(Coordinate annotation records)
▶

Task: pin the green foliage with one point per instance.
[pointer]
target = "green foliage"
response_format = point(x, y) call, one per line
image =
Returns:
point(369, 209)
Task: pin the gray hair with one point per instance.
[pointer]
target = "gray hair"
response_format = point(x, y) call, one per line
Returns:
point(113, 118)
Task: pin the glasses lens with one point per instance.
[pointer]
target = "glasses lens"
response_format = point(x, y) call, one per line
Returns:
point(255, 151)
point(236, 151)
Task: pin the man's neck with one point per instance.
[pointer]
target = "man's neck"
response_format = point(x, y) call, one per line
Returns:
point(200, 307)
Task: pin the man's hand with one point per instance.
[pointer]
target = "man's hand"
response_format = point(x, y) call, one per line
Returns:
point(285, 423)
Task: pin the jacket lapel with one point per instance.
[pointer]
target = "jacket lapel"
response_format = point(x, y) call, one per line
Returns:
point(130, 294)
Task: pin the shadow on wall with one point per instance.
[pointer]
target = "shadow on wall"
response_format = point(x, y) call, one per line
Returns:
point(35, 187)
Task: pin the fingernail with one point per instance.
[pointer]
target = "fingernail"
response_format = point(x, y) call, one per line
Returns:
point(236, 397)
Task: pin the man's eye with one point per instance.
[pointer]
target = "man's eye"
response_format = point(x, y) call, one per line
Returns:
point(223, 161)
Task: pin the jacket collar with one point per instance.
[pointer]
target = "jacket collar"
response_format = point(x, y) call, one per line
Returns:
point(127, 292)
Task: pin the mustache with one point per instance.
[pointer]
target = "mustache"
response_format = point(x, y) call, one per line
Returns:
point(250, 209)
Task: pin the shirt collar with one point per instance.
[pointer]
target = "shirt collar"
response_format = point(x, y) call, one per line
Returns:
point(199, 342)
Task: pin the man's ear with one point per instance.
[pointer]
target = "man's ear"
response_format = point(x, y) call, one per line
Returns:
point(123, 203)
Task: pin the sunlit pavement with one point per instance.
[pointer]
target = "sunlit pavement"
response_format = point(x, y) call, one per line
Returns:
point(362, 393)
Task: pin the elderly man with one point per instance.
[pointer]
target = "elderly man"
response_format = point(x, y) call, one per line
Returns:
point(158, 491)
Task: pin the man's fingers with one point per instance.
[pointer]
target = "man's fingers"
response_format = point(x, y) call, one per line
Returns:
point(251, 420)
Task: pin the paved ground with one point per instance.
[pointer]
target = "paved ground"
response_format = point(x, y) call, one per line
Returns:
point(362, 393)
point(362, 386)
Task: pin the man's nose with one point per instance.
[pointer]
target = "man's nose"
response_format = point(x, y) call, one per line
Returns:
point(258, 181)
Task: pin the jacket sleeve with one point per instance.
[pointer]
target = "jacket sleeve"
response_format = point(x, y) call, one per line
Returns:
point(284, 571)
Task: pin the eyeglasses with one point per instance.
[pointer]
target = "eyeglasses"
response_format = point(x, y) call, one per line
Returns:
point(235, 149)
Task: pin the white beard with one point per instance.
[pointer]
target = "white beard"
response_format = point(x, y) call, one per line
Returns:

◀

WHAT YOU WILL DO:
Copy out the material above line for line, changing nothing.

WRITTEN RESPONSE:
Task: pin the green foliage with one point per instance.
[pointer]
target = "green foliage"
response_format = point(x, y) call, one per line
image =
Returns:
point(369, 209)
Task: pin the gray hair with one point per instance.
[pointer]
target = "gray hair"
response_format = point(x, y) call, one per line
Returns:
point(113, 118)
Task: pin the glasses lens with one point per instance.
[pointer]
target = "glasses lens"
response_format = point(x, y) call, one per line
Returns:
point(255, 151)
point(236, 151)
Task: pin the man's neck with one point per instance.
[pointer]
target = "man's neck"
response_format = point(x, y) call, one per line
Returns:
point(200, 307)
Task: pin the man's hand with one point per instance.
[pointer]
target = "man's hand"
response_format = point(x, y) call, one per line
Returns:
point(285, 423)
Task: pin the jacket lapel with one point per instance.
[pointer]
target = "jacket lapel"
response_format = point(x, y) call, one per line
Returns:
point(130, 294)
Task: pin the shadow on wall with one point per instance.
[pointer]
target = "shadow on wall"
response_format = point(x, y) call, one per line
Returns:
point(35, 187)
Task: pin the fingernail with one point per instance.
[pointer]
target = "fingernail"
response_format = point(x, y) call, one per line
Returns:
point(236, 397)
Task: pin the man's eye with one point per instance.
[pointer]
target = "man's eye"
response_format = point(x, y) call, one per line
Returns:
point(223, 161)
Task: pin the jacket collar with one point per instance.
[pointer]
target = "jacket collar"
response_format = point(x, y) call, one per line
Returns:
point(127, 292)
Task: pin the mustache with one point per instance.
[pointer]
target = "mustache"
response_format = point(x, y) call, one per line
Returns:
point(250, 209)
Task: pin the shirt collar with one point per instance.
[pointer]
target = "shirt collar"
response_format = point(x, y) call, one per line
Returns:
point(199, 342)
Task: pin the man's ear with one point per instance.
[pointer]
target = "man's ear"
response_format = point(x, y) call, one per line
Returns:
point(123, 203)
Task: pin the sunlit pavement with one point per instance.
[pointer]
target = "sunlit pavement"
response_format = point(x, y) call, one per line
Returns:
point(362, 393)
Task: pin the elderly man with one point per instance.
[pointer]
target = "elderly man"
response_format = point(x, y) call, one per line
Returns:
point(158, 491)
Task: pin the man's fingers with one point per instance.
[pointer]
target = "man's fingers"
response_format = point(x, y) call, one per line
Returns:
point(251, 420)
Task: pin the paved ground with one point per instance.
[pointer]
target = "paved ground"
response_format = point(x, y) call, one per line
Returns:
point(362, 393)
point(362, 386)
Task: pin the man's nose with one point per instance.
[pointer]
target = "man's nose"
response_format = point(x, y) call, one per line
Returns:
point(258, 181)
Task: pin the jacket sleeve with one point per instance.
[pointer]
target = "jacket sleeve"
response_format = point(x, y) call, one per line
Returns:
point(284, 571)
Task: pin the eyeglasses with one point per instance.
[pointer]
target = "eyeglasses"
response_format = point(x, y) call, one per line
Returns:
point(235, 149)
Task: pin the white beard with one point per instance.
[pointer]
target = "white beard"
response_format = point(x, y) call, one per line
Returns:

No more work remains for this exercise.